[OBJECTIVE] Please print the lines below word for word, starting at the very first one and ending at the line that contains "xmin=301 ymin=96 xmax=368 ymax=175", with both of those lines included.

[DATASET EXCERPTS]

-=-=-=-=-

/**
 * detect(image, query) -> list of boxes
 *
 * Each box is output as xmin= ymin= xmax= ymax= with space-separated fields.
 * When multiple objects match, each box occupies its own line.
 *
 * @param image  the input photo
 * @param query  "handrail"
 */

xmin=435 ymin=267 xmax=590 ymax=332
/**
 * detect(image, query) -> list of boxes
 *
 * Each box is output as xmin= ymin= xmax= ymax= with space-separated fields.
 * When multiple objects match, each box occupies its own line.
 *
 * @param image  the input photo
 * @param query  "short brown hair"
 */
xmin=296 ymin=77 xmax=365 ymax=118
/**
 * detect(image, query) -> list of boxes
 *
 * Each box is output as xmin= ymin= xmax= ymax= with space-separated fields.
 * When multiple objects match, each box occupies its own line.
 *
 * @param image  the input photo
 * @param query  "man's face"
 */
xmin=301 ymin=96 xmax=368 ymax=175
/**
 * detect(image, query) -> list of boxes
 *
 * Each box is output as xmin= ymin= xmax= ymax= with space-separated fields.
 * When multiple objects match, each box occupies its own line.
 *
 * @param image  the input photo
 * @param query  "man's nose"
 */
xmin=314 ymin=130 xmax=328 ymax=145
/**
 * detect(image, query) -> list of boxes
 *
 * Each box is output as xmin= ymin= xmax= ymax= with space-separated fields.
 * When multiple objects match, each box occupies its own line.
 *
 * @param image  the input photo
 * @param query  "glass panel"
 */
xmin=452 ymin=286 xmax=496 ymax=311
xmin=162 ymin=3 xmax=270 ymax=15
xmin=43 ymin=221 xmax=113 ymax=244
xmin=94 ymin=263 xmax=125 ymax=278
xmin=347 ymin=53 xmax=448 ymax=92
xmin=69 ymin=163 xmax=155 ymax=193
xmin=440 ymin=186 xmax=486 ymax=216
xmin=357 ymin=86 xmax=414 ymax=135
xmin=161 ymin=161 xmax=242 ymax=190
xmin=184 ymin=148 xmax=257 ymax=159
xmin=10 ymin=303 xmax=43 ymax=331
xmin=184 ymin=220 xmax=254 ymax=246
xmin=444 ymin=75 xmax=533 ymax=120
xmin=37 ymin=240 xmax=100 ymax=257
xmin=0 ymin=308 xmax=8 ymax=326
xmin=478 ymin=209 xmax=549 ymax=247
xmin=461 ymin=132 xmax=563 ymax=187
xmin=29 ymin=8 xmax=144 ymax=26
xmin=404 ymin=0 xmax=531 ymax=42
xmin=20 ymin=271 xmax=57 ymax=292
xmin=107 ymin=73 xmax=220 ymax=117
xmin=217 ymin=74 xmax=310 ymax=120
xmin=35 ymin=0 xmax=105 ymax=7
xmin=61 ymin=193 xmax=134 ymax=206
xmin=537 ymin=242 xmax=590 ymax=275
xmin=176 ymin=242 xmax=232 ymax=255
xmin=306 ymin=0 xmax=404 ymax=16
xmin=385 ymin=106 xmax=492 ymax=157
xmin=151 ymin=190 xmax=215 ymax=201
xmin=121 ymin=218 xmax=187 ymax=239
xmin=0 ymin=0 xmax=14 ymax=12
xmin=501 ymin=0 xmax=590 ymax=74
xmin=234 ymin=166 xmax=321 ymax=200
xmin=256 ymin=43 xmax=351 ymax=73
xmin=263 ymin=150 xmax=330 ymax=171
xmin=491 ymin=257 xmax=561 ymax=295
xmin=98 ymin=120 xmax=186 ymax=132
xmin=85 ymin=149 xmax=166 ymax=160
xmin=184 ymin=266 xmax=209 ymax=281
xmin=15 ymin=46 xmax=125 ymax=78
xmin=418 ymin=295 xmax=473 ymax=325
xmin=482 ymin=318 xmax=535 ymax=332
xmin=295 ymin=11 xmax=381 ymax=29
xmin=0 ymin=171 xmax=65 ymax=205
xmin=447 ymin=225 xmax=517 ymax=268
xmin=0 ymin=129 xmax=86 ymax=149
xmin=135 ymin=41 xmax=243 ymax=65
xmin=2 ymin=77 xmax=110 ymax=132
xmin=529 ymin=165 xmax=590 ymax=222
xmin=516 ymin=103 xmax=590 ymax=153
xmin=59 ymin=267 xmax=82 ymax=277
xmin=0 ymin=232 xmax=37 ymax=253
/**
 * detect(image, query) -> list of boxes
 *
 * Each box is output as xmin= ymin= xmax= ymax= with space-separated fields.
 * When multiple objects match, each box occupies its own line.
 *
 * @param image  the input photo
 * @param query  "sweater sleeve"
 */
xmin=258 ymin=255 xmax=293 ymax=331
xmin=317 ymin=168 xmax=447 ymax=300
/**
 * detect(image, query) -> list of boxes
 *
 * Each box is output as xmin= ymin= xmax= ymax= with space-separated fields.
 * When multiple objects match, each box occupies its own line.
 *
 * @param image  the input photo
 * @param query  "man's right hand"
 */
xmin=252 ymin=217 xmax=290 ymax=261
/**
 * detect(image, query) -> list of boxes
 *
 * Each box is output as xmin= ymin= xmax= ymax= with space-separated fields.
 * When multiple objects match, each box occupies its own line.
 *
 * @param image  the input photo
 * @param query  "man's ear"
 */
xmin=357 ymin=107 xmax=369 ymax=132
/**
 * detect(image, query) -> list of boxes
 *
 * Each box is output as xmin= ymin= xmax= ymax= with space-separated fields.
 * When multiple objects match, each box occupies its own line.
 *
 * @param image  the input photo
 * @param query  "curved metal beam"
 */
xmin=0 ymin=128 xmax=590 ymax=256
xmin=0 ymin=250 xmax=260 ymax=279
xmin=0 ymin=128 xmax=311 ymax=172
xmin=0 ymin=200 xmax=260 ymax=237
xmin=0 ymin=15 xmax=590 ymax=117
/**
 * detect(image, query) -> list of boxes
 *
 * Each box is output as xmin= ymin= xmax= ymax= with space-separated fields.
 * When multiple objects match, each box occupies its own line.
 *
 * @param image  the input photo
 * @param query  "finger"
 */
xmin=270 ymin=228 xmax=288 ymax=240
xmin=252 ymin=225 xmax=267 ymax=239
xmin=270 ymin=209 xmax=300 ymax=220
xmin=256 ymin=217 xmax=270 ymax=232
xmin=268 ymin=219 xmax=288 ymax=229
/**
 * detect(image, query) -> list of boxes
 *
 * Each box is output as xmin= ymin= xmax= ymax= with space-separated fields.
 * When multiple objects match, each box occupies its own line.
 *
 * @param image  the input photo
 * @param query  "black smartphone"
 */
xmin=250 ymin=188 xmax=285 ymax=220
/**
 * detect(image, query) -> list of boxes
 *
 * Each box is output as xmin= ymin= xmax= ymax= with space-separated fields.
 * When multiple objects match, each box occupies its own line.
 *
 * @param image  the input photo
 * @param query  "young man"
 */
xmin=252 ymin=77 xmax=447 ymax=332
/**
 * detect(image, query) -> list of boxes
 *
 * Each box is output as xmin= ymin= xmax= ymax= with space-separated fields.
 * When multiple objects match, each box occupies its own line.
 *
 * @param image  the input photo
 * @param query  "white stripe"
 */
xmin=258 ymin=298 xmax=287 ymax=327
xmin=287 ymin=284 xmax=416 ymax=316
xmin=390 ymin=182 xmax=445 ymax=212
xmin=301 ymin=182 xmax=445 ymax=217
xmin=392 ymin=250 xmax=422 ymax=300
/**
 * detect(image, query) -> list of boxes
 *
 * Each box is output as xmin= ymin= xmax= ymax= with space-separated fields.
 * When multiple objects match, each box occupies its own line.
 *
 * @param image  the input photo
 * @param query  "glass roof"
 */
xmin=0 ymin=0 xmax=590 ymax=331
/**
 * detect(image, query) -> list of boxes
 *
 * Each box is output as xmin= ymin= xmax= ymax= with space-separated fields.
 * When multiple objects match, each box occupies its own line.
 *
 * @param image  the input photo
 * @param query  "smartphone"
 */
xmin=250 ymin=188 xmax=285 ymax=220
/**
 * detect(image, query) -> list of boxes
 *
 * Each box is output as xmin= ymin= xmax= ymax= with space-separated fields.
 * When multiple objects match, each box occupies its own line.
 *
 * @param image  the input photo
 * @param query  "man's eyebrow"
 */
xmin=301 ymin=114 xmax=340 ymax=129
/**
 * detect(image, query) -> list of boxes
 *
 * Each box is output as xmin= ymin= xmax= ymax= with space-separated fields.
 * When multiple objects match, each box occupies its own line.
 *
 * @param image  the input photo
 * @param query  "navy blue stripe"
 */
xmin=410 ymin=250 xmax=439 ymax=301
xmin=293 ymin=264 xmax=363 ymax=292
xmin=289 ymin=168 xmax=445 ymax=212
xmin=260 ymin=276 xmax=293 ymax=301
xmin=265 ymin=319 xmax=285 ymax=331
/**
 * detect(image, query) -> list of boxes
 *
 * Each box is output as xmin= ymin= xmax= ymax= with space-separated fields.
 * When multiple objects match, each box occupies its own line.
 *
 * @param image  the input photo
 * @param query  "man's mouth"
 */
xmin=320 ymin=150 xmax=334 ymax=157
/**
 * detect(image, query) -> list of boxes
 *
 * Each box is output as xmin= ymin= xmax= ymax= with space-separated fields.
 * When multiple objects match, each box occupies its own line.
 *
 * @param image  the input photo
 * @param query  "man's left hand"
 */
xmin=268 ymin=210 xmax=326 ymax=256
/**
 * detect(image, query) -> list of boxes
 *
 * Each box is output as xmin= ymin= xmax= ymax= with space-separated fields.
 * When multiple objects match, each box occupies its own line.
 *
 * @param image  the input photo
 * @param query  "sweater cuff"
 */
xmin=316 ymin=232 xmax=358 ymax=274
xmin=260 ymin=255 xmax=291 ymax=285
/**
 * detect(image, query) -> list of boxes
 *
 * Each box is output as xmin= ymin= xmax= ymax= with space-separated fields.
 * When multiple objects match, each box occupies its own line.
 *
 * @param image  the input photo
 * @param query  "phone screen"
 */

-=-=-=-=-

[TASK ANSWER]
/**
 * detect(image, query) -> list of boxes
 *
 * Each box is output as xmin= ymin= xmax= ymax= with space-separated fields.
 * When multiple objects match, each box occupies its own line.
 *
 * @param image  the input photo
 * @param query  "handrail"
 */

xmin=435 ymin=267 xmax=590 ymax=332
/**
 * detect(image, query) -> list of boxes
 *
 * Each box is output as xmin= ymin= xmax= ymax= with space-separated fields.
 * When multiple objects match, each box occupies its own line.
 *
 * @param image  the input photo
 * @param query  "short brown hair"
 */
xmin=296 ymin=77 xmax=365 ymax=118
/**
 * detect(image, query) -> list of boxes
 *
 * Each box is output as xmin= ymin= xmax= ymax= with space-separated fields.
 * When multiple objects match, each box occupies its own line.
 *
 * @param image  the input photo
 * @param query  "man's face"
 */
xmin=301 ymin=96 xmax=368 ymax=175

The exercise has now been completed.